====== Teks Bacaan

Ilmu Tajwid dan Implikasinya Terhadap Bacaan Al-Quran


Peresensi:  M. Rizal *

Sebagaimana telah diketahui bersama, Allah telah menurunkan Al-Quran kepada Nabi Muhammad melalui perantara Ruh al-Amin (Jibril). Al-Quran merupakan mukjizat terbesar Nabi Muhammad yang dapat kita rasakan sampai saat ini. Salah satu aspek kemukjizatan Al-Quran adalah tidak bosan-bosan untuk dibaca meskipun diulang-ulang. Membaca Al-Quran tidak seperti membaca Hadis dan yang lainnya. Untuk membaca Al-Quran ada ketentuannya sendiri seperti yang telah diajarkan Nabi kepada para sahabatnya terus kepada tabi’in dan sampai pada kita saat ini. Dulu, pada masa Rasulullah saw. Para sahabat tidak usah repot-repot untuk mempelajari ilmu tentang tata cara yang tepat dan benar dalam membaca Al-Quran, karena para sahabat langsung mendengar dan meniru bacaan Rasulullah atau yang dikenal dengan “Talaqqi Syafahi.”

Namun setelah masa tabi’in berakhir, banyak orang yang kesulitan ketika membaca Al-Quran, karena pada masa ini belum ada ilmu khusus yang membahas tatacara dan aturan-aturan dalam membaca Al-Quran. Nah, di situlah muncul ulama-ulama yang ahli dalam membaca Al-Quran sebagai pencetus suatu ilmu yang membahas cara membaca Al-Quran dengan baik atau yang kita kenal dengan ilmu Tajwid. Di antaranya Syekh Muhammad Abu Rimah yang mengarang kitab “Hidayatul Mustafid.”

Kata Tajwid merupakan bentuk masdar dari fi’il madhi Jawwada – Yujawwidu – Tajwiidan, yang berarti memperindah. Imam Ibnul Jazari mendefinisikan ilmu Tajwid sebagai suatu cara untuk membaca huruf dengan mengikuti ketentuan-ketentuan sifatnya, seperti Hams, Rakhawah, dan yang lainnya, serta mengikuti ketentuan-ketentuan sifat yang dimiliki oleh masing-masing huruf, seperti menipiskan huruf yang bersifat istifal, menebalkan huruf yang bersifat isti’la’, dan mengembalikan huruf pada asalnya (makhrajnya), juga mengucapkan huruf yang sejajar (sebanding) pada bacaannya yang semula dengan mengucapkan secara halus dan sempurna tanpa memaksakan diri.

Belajar ilmu Tajwid sangatlah penting karena manfaatnya akan terasa ketika kita membaca Al-Quran, yaitu menjaga lidah dari kesalahan dalam membaca Al-Quran. Suatu ilmu dikatakan mulia apabila yang dipelajari dari ilmu tersebut juga mulia. Seperti ilmu Tajwid ini yang mempelajari firman Allah, maka ilmu Tajwid memiliki kedudukan tinggi dibandingkan dengan disiplin ilmu yang lain.

============

→ **Soal 1**
Tolong tuliskan ulang persis bagian teks tentang ilmu Tajwid, mulai dari "Belajar ilmu Tajwid" dan terus sampai "ilmu yang lain.".
→ **Soal 2**
Buat daftar setiap baris catatan yang memuat kata "concrete".

====== Masukan Latihan

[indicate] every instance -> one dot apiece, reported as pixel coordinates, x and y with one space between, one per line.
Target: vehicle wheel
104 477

============
====== Masukan Latihan

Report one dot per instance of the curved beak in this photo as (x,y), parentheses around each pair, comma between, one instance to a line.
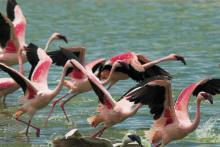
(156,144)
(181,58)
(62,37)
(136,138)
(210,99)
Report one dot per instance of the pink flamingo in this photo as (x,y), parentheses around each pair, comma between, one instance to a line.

============
====== Masukan Latihan

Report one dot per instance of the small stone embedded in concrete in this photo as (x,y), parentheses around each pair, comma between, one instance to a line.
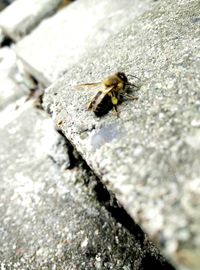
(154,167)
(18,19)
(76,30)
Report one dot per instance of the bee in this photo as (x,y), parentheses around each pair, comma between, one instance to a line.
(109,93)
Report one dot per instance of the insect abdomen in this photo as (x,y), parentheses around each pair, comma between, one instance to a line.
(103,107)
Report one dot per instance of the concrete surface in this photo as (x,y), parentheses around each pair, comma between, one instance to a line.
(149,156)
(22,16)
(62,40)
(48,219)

============

→ **Jawaban 1**
Belajar ilmu Tajwid sangatlah penting karena manfaatnya akan terasa ketika kita membaca Al-Quran, yaitu menjaga lidah dari kesalahan dalam membaca Al-Quran. Suatu ilmu dikatakan mulia apabila yang dipelajari dari ilmu tersebut juga mulia. Seperti ilmu Tajwid ini yang mempelajari firman Allah, maka ilmu Tajwid memiliki kedudukan tinggi dibandingkan dengan disiplin ilmu yang lain.

→ **Jawaban 2**
Report one dot per instance of the small stone embedded in concrete in this photo as (x,y), parentheses around each pair, comma between, one instance to a line.
Report one dot per instance of the concrete surface in this photo as (x,y), parentheses around each pair, comma between, one instance to a line.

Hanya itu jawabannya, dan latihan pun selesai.